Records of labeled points

┌──

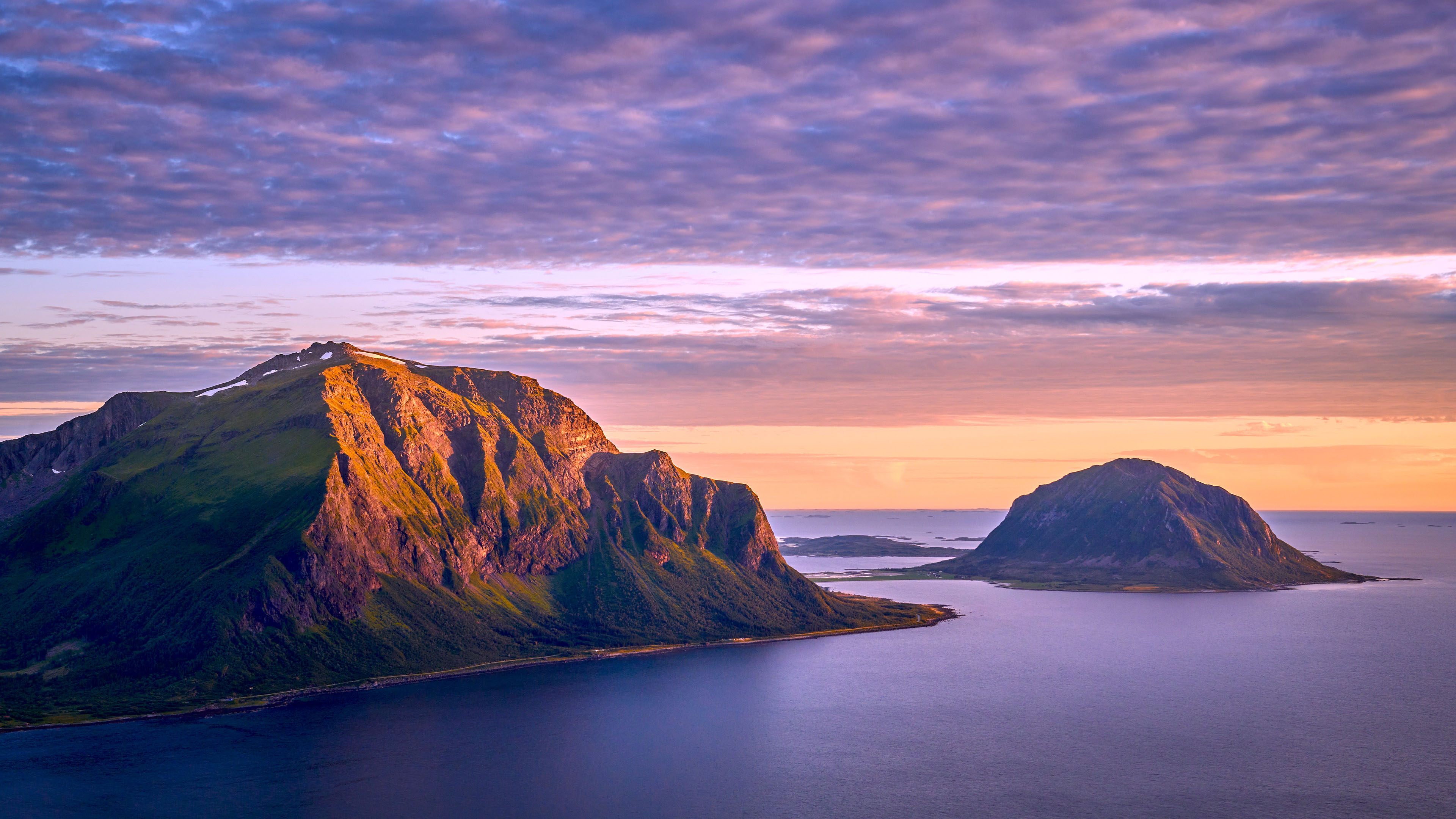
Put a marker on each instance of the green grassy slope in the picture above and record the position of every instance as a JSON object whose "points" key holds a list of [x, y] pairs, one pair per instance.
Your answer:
{"points": [[175, 569]]}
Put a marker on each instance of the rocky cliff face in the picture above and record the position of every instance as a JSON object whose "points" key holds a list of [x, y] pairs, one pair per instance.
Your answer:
{"points": [[340, 513], [1142, 525]]}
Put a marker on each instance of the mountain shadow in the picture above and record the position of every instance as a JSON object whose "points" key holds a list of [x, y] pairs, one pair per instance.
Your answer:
{"points": [[334, 515]]}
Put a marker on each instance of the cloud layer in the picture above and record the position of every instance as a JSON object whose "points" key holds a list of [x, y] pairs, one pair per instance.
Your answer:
{"points": [[858, 356], [819, 132]]}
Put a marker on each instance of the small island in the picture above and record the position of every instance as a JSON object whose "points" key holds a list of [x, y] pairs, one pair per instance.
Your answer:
{"points": [[1135, 525], [861, 546]]}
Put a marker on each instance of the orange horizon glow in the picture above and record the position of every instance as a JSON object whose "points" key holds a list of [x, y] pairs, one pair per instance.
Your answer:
{"points": [[1276, 464]]}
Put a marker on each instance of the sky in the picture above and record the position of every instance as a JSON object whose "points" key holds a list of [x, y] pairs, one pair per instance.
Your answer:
{"points": [[857, 254]]}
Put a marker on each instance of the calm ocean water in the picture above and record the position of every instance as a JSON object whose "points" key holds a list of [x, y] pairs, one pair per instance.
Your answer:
{"points": [[1326, 701]]}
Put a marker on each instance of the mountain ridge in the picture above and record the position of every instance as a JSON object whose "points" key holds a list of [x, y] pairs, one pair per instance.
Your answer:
{"points": [[350, 515]]}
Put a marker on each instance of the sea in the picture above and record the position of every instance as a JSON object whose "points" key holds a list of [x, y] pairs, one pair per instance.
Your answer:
{"points": [[1321, 701]]}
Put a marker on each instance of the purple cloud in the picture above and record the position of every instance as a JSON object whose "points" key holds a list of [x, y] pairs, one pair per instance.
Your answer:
{"points": [[819, 133], [884, 358]]}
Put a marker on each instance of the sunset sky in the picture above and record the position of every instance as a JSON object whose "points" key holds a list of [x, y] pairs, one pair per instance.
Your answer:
{"points": [[857, 254]]}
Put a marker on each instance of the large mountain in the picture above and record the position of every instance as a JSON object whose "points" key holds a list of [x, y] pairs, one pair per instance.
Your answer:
{"points": [[334, 515], [1138, 525]]}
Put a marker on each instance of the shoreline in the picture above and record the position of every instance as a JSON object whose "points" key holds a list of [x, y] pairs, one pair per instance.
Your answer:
{"points": [[887, 575], [276, 700]]}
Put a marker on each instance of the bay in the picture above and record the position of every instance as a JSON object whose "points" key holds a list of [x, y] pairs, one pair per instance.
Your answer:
{"points": [[1324, 701]]}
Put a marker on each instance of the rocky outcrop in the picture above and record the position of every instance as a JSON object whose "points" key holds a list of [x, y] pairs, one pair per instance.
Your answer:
{"points": [[34, 467], [336, 513], [1133, 524]]}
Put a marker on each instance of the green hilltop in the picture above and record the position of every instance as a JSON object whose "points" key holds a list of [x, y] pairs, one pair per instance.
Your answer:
{"points": [[334, 515]]}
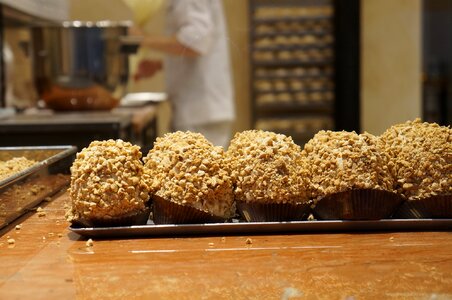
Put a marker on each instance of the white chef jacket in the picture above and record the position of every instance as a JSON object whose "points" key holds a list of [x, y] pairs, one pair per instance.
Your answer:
{"points": [[200, 88]]}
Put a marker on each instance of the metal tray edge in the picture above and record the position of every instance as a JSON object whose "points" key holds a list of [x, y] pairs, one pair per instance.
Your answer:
{"points": [[266, 228]]}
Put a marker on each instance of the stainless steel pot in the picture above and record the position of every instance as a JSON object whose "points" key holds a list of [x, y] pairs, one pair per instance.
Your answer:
{"points": [[80, 65]]}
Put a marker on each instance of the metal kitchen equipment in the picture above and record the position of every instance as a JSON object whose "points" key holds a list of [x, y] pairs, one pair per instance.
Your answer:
{"points": [[24, 190], [81, 65]]}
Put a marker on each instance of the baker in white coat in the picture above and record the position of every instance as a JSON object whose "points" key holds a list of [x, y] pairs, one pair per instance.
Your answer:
{"points": [[198, 70]]}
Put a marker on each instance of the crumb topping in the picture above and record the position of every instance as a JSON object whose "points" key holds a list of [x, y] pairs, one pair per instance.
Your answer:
{"points": [[185, 168], [267, 167], [341, 161], [420, 158], [107, 181]]}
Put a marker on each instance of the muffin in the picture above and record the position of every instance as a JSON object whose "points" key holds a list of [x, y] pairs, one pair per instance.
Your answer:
{"points": [[421, 163], [270, 181], [349, 177], [108, 186], [188, 180]]}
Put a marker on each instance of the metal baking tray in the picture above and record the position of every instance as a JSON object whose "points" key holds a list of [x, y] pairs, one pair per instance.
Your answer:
{"points": [[294, 227], [24, 190]]}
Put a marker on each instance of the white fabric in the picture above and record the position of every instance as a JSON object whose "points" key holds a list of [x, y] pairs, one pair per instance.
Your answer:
{"points": [[218, 133], [200, 88]]}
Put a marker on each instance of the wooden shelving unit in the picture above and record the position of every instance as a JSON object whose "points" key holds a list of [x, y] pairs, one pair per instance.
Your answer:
{"points": [[292, 66]]}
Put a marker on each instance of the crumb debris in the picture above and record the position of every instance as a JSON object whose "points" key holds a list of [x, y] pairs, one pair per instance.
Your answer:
{"points": [[41, 212]]}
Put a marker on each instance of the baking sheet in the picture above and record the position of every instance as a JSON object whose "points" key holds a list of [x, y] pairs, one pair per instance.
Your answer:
{"points": [[214, 229], [24, 190]]}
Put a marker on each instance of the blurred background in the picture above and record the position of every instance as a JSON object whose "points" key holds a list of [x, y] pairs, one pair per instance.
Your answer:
{"points": [[297, 67]]}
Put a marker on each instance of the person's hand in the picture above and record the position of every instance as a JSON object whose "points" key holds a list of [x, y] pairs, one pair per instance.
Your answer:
{"points": [[147, 68], [135, 31]]}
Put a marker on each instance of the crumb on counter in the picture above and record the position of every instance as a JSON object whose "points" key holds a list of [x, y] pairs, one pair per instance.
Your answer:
{"points": [[41, 212], [89, 243]]}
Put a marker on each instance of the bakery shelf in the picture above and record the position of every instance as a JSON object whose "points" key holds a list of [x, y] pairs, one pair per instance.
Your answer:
{"points": [[289, 90], [290, 19], [289, 76], [323, 107], [302, 32], [292, 63], [293, 47], [283, 57]]}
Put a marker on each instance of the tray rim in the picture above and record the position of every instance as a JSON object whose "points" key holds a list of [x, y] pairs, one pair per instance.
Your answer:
{"points": [[259, 228], [66, 151]]}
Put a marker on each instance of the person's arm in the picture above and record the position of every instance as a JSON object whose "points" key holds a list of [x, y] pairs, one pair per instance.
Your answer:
{"points": [[169, 45]]}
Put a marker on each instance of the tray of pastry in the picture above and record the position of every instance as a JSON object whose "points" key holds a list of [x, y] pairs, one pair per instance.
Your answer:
{"points": [[29, 175], [238, 228]]}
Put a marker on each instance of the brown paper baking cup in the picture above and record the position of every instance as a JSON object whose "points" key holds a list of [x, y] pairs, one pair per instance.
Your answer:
{"points": [[135, 218], [438, 207], [359, 204], [272, 212], [412, 209], [168, 212]]}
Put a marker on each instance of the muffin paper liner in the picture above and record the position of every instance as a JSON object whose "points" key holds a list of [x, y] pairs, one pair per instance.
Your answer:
{"points": [[273, 212], [168, 212], [358, 204], [412, 209], [438, 207], [135, 218]]}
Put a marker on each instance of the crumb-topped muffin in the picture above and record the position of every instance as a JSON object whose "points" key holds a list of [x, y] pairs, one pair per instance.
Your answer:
{"points": [[349, 176], [421, 164], [185, 168], [265, 167], [341, 161], [270, 181], [420, 158], [108, 184]]}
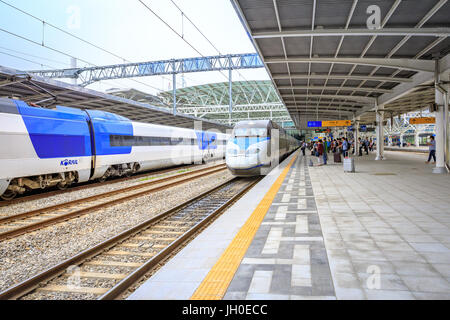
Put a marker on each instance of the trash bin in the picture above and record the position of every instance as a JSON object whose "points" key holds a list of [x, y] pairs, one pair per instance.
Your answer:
{"points": [[349, 165]]}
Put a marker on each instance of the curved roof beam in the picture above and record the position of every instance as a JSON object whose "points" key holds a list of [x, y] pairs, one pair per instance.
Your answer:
{"points": [[367, 100], [413, 32], [404, 64], [340, 77], [362, 89]]}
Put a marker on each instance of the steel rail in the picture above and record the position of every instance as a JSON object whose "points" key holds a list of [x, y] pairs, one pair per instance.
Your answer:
{"points": [[73, 214], [27, 286], [43, 193]]}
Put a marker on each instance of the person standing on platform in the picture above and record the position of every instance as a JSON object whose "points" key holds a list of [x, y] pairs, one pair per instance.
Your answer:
{"points": [[432, 148], [325, 151], [344, 147], [303, 147], [319, 152]]}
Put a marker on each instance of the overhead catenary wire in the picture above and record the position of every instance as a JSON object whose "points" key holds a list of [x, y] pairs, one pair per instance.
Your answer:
{"points": [[24, 59], [44, 22]]}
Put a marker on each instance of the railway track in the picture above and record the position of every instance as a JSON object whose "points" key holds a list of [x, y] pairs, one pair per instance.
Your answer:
{"points": [[41, 194], [22, 223], [109, 269]]}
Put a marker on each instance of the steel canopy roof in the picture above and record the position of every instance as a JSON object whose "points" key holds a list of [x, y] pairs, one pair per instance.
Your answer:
{"points": [[48, 93], [327, 64]]}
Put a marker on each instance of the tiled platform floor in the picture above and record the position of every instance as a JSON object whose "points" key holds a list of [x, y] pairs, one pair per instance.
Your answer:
{"points": [[390, 218], [287, 258], [380, 233]]}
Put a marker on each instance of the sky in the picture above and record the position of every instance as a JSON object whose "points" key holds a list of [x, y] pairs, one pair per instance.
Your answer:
{"points": [[127, 29]]}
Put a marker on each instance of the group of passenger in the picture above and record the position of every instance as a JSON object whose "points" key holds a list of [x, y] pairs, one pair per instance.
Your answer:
{"points": [[339, 147]]}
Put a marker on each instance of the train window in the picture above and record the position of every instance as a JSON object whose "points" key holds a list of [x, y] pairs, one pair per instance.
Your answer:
{"points": [[250, 132], [129, 141]]}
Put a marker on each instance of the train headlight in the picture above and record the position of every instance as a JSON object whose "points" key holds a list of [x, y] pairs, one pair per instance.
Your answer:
{"points": [[253, 151]]}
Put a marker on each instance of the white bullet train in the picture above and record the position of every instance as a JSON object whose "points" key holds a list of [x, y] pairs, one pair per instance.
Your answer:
{"points": [[42, 147], [255, 147]]}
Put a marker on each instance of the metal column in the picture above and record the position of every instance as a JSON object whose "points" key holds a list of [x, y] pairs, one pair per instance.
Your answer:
{"points": [[440, 139], [230, 90], [380, 135], [174, 89]]}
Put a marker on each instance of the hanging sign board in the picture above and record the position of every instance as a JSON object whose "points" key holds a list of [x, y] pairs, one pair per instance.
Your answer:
{"points": [[337, 123], [426, 120]]}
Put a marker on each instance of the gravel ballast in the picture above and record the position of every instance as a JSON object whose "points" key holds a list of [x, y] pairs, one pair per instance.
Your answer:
{"points": [[28, 255]]}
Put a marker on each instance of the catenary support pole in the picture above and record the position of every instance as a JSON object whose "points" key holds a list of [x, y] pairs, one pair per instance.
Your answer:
{"points": [[174, 92], [440, 139], [380, 134]]}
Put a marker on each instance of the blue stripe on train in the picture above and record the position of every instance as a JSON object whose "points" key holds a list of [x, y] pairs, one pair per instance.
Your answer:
{"points": [[245, 142], [56, 133]]}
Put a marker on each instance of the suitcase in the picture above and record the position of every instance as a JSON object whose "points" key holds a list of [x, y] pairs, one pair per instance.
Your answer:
{"points": [[337, 157]]}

└──

Aim => Retype the records, beginning at the line that contains "Put a marker on each instance of the gravel" and continuing through the end of the records.

Exercise output =>
Put a marker on each instance of the gravel ballast in the picture above and record the position of every instance as a JSON object whose "points" key holds a list of [x, y] pairs, one pair per instance.
Your answer:
{"points": [[28, 255]]}
Put a marker on each instance of the catenary support pole in the picture above and record the position of every instance as a JSON object whose "points" key holds a list of [x, y] pairs, one pair per instance.
Your answer:
{"points": [[174, 92], [440, 139], [380, 134]]}
Put a marker on each instance of the blue stripe on train in the picture above and record the position of every instance as a JSON object whose "points" key holds a list of [x, y] pairs, one pair per instance.
Your answer:
{"points": [[245, 142], [56, 133]]}
Put a marker on each instance of the suitcase in the picture above and record the position of every instance as a JSON object whose "points" key holds a list of [x, y] pairs, one pair per instance.
Your answer:
{"points": [[337, 157]]}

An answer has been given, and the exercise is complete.